**What you have to do**
Repeat the whole listing exactly.

**Exercise inputs**
....

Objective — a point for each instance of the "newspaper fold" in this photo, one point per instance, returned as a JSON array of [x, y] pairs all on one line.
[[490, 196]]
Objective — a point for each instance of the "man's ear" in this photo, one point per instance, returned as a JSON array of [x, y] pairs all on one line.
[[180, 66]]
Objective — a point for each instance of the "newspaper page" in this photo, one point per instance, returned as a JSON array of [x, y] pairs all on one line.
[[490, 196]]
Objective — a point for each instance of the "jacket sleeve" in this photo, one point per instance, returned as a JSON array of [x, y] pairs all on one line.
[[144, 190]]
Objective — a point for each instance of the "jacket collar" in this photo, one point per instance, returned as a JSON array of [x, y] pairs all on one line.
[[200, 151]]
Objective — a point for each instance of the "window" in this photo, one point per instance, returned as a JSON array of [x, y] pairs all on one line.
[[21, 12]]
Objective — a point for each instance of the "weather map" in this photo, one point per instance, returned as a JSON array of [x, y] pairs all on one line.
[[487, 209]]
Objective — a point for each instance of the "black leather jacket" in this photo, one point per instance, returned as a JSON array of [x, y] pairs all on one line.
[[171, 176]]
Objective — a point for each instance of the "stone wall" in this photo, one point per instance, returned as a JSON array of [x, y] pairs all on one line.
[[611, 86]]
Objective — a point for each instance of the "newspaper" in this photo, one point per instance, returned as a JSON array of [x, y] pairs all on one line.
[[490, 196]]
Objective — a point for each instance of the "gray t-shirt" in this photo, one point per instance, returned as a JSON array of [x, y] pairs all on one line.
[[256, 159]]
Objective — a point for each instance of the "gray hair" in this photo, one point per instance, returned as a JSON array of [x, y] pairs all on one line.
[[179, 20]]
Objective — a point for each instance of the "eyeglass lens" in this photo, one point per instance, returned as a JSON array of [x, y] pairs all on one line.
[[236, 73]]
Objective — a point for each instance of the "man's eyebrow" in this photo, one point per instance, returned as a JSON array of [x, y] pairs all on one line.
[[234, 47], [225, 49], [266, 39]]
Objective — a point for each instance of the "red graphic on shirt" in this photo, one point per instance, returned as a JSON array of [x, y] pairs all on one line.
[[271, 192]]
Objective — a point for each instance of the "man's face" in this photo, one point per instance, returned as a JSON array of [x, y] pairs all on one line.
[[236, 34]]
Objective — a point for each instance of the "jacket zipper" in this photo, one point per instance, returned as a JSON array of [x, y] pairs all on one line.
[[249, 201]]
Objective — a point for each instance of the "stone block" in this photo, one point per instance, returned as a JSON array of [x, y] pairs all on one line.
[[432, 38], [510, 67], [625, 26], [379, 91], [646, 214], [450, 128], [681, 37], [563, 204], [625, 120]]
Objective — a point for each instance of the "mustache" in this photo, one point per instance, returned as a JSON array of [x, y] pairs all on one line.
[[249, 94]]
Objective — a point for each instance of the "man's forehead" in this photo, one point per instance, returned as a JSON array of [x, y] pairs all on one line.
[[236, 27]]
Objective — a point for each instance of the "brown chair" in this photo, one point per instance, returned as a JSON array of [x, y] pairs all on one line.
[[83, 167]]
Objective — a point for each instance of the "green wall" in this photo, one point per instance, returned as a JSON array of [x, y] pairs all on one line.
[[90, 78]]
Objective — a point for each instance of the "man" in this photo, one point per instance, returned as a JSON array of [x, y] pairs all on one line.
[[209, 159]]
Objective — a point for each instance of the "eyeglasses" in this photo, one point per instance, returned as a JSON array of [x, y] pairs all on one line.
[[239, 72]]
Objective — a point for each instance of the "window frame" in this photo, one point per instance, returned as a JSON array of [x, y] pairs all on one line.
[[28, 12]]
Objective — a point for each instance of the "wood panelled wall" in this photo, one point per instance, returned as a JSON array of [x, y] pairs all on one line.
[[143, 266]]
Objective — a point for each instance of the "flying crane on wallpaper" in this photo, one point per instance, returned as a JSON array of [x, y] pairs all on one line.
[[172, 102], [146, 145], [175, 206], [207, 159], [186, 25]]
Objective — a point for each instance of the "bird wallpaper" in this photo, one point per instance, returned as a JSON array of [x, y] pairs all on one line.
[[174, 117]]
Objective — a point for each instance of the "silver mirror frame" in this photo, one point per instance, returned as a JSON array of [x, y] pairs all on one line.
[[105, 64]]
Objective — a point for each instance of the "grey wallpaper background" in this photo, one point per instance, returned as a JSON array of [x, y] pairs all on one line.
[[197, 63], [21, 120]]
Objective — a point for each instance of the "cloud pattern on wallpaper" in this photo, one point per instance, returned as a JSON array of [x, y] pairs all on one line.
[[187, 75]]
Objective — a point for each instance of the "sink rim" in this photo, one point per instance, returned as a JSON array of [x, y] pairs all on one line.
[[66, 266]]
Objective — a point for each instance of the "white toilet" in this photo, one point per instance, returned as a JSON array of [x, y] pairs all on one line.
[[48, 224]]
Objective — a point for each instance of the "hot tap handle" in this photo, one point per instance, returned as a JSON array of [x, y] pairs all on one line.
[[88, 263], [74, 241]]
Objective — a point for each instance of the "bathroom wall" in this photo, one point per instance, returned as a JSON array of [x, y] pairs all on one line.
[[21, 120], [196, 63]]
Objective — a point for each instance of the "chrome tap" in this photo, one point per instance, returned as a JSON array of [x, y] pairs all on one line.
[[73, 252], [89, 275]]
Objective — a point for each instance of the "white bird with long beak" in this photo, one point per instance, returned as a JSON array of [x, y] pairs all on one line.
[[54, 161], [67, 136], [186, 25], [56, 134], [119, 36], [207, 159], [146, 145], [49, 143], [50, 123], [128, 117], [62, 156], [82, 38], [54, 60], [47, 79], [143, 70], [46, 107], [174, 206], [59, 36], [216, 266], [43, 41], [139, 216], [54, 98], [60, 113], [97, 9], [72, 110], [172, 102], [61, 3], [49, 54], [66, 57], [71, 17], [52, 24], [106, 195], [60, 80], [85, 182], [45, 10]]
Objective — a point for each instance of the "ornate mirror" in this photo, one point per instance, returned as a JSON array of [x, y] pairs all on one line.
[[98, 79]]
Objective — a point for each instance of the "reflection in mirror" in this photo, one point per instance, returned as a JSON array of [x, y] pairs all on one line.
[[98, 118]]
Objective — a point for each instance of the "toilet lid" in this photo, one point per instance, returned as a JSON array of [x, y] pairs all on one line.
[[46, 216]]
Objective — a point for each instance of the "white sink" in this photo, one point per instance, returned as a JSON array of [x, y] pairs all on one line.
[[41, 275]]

....

**Result of the exercise**
Objective — a point for each instance of the "newspaper fold" in this photo, one point per instance, returned as a JSON array of [x, y] pairs all on one line.
[[490, 196]]
Objective — a point for each instance of the "man's ear" in this photo, one point per instance, returned as a JSON array of [x, y] pairs all on one line.
[[180, 66]]
Objective — a point for each instance of the "newspaper page" in this photo, one point per instance, returned as a JSON array of [x, y] pairs all on one line.
[[490, 196]]
Objective — a point for each instance of the "jacket sleeve" in this photo, one point per instance, returned as a JSON array of [x, y] pairs all on one line.
[[144, 190]]
Objective — a point for each instance of the "jacket collar" in this photo, one point per instance, returned as a JSON array of [x, y] pairs all on one line.
[[200, 151]]
Objective — a point for each instance of the "window" in this photo, one point per instance, returned as a JSON array of [x, y] pairs all on one line.
[[21, 12]]
Objective — a point for each instance of the "weather map" in this photo, one point per instance, returned as a JSON array of [x, y] pairs all on one line.
[[487, 209]]
Objective — a point for each instance of the "black leather jacket" in this photo, one point per instance, returned as a JSON array of [x, y] pairs all on one line.
[[171, 176]]
Objective — a point for each instance of the "stone wall" in this photo, one point per instance, returned as a JSON array of [x, y] pairs all on one line.
[[611, 86]]
Objective — a point for each instance of the "newspaper" in this photo, one point per instance, returned as a JSON array of [x, y] pairs all on one line.
[[490, 196]]
Objective — a point for each instance of the "gray t-shirt" in this photo, one point per instance, returned as a JSON array of [x, y] pairs all on one line.
[[256, 159]]
Objective — a point for each instance of the "gray hair" in this photo, one point per instance, returned as a JSON array of [x, y] pairs all on one line.
[[179, 20]]
Objective — a point for each instance of the "eyeglass lens" in this photo, one point per instance, returned as a JSON array of [x, y] pairs all on one line.
[[236, 73]]
Objective — a point for each instance of the "man's eyebrow" in this photo, one point per instance, returned as a JSON array of [x, y] pairs all on one line.
[[234, 47], [225, 49], [266, 39]]
Objective — a point for each instance of the "red graphic on shirt" in this photo, one point per instance, returned as a JSON array of [x, y] pairs all on one line.
[[271, 192]]
Objective — a point for each instance of the "man's face" in this photo, one point per instance, returned as a JSON array of [x, y] pairs all on one line.
[[236, 34]]
Objective — a point for each instance of the "jacket zipper" in this photo, one point per instance, returned as a JSON array of [x, y] pairs all on one line.
[[249, 201]]
Objective — a point for each instance of the "stone block" in this photo, one point per instance, returned as a JSON array of [x, y] pairs all on one line.
[[432, 38], [510, 67], [625, 26], [379, 91], [646, 214], [450, 128], [681, 37], [563, 204], [625, 120]]
Objective — a point for each instance of the "mustache" in this photo, one point per instance, returned as a JSON array of [x, y] pairs all on one line.
[[249, 94]]
Objective — a point for each instance of the "man's forehead" in this photo, one point per instance, returned as a JSON array of [x, y] pairs all on one line.
[[236, 27]]
Objective — a point for each instance of the "brown chair" in this photo, one point per instance, returned as a JSON array of [x, y] pairs all on one line.
[[83, 167]]
Objective — a point for each instance of the "green wall" in this photo, one point per instance, returned as a JSON array of [x, y] pairs all on one line.
[[90, 78]]
Objective — a point for each instance of the "man" in this photo, one point per instance, returned as a JSON array of [x, y] pairs all on one line.
[[209, 159]]
Objective — a point for each instance of the "eyeglasses" in this photo, one point per instance, returned as a JSON array of [x, y] pairs all on one line.
[[239, 72]]
Objective — a point for each instance of the "window frame" in this photo, one point per instance, returned as a JSON array of [x, y] pairs all on one line.
[[28, 12]]
Objective — a point for each instance of the "wood panelled wall" in this photo, one point per instance, returned as a JSON array of [x, y] pairs all on one line.
[[143, 266]]
Objective — a point for each instance of the "flying crane on wallpaper" in this photo, one point per instance, returned as a JSON array of [x, y] pairs all on one line.
[[172, 102], [146, 145], [175, 206], [207, 159], [186, 25]]
Objective — a point for each instance of the "bird wallpaper" in this photo, one point per instance, returned as a JSON array of [x, y] pairs all on one line.
[[174, 117]]
Objective — a point for each instance of the "silver mirror frame" in this photo, one point per instance, returned as a JSON array of [x, y] pairs all on one line.
[[105, 64]]
Objective — a point for each instance of the "grey wallpaper background" in this photo, one point per instance, returned as a JSON array of [x, y] pairs all on one line.
[[197, 63], [21, 120]]
Objective — a point for each instance of the "cloud pattern on wallpaper" in this photo, one point per instance, returned as a JSON array of [x, y] pairs all on one line.
[[187, 75]]
Objective — a point for each instance of the "sink rim" in this photo, one point per instance, returned as a JSON array of [x, y] pairs all on one line.
[[66, 266]]
Objective — a point for each instance of the "white toilet" in this photo, one point per instance, returned as a JSON array of [x, y] pairs all on one line.
[[48, 224]]
Objective — a point for each instance of the "hot tap handle" in this photo, one point per instance, returned as a JSON array of [x, y] pairs all on one line.
[[88, 263], [74, 241]]
Objective — a point for each instance of the "bathroom wall" in this photo, one point per instance, returned as a JSON array of [x, y] pairs all on one line.
[[21, 120], [196, 63]]
Objective — a point for each instance of the "chrome tap" in this photo, one point per instance, returned as a JSON array of [x, y] pairs all on one line.
[[73, 252], [89, 275]]
Objective — a point for each instance of the "white bird with long beak" in this photo, one point per instance, returned as a JSON array of [x, y] pairs all on one line.
[[54, 161], [67, 136], [186, 25], [56, 134], [119, 36], [207, 159], [146, 145], [49, 143], [50, 123], [128, 117], [62, 156], [82, 38], [54, 60], [47, 79], [143, 70], [46, 107], [174, 206], [59, 36], [216, 266], [43, 41], [139, 216], [54, 98], [60, 113], [97, 9], [72, 110], [172, 102], [61, 3], [49, 54], [66, 57], [71, 17], [52, 24], [106, 195], [60, 80], [85, 182], [45, 10]]
Objective — a point for each instance of the "ornate mirror" in this photo, one point per instance, returned as a JSON array of [x, y] pairs all on one line.
[[98, 79]]
Objective — a point for each instance of the "reflection in mirror" in this photo, one point per instance, returned as a JSON array of [x, y] pairs all on one line.
[[98, 118]]
Objective — a point for each instance of the "toilet lid" in this photo, one point per instance, returned as a JSON array of [x, y] pairs all on one line.
[[46, 216]]
Objective — a point for each instance of the "white sink" in this photo, one point per instance, returned as a JSON array of [x, y] pairs all on one line.
[[41, 275]]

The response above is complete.